- **Extrait**:
↓↓↓

La dernière de couverture annonce un roman “lumineux et inspiré qui fait entendre la voix de l'admiration, de l'émotion et du plaisir”. L'amie qui me l'a prêté m'avait parlé d'un roman “fabuleux et poétique”. Je n'en doute pas, et je suppose que quand on a une culture musicale classique, on doit certainement prendre beaucoup de plaisir à revivre la création de ces œuvres magnifiques. Les airs d'opéra doivent reprendre vie sous les mots de l'auteur.
Mais je n'ai jamais su apprécier la musique classique autrement qu'en fond sonore. De ce fait, je n'ai pas réussi à rentrer dans l'univers de ce roman. Il m'a paru lent et ennuyeux. Cela ne veut bien sûr pas dire qu'il est mauvais, mais je n'ai pas su le savourer.

↑↑↑

- **Données fournies**:
↓↓↓

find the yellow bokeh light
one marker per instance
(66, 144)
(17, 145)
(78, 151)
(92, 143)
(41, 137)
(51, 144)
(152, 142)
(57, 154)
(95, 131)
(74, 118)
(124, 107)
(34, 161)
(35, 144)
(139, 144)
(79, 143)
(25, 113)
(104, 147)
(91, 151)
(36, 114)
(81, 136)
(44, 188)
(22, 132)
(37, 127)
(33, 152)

↑↑↑

- **Consignes**:
**1.** Répondez aux questions sur l'extrait :
(a) Avec quels mots l'amie qui a prêté le livre l'a-t-elle décrit ?
(b) De quelle seule façon la personne qui écrit a-t-elle su apprécier la musique classique ?
(c) Quels deux adjectifs décrivent l'effet que le roman lui a fait ?
**2.** Recopiez le passage de l'extrait qui va de « La dernière de » jusqu'à « mots de l'auteur. » inclus.

- **Corrigé**:
**1.**
(a) « fabuleux et poétique »
(b) En fond sonore
(c) Lent et ennuyeux

**2.**
La dernière de couverture annonce un roman “lumineux et inspiré qui fait entendre la voix de l'admiration, de l'émotion et du plaisir”. L'amie qui me l'a prêté m'avait parlé d'un roman “fabuleux et poétique”. Je n'en doute pas, et je suppose que quand on a une culture musicale classique, on doit certainement prendre beaucoup de plaisir à revivre la création de ces œuvres magnifiques. Les airs d'opéra doivent reprendre vie sous les mots de l'auteur.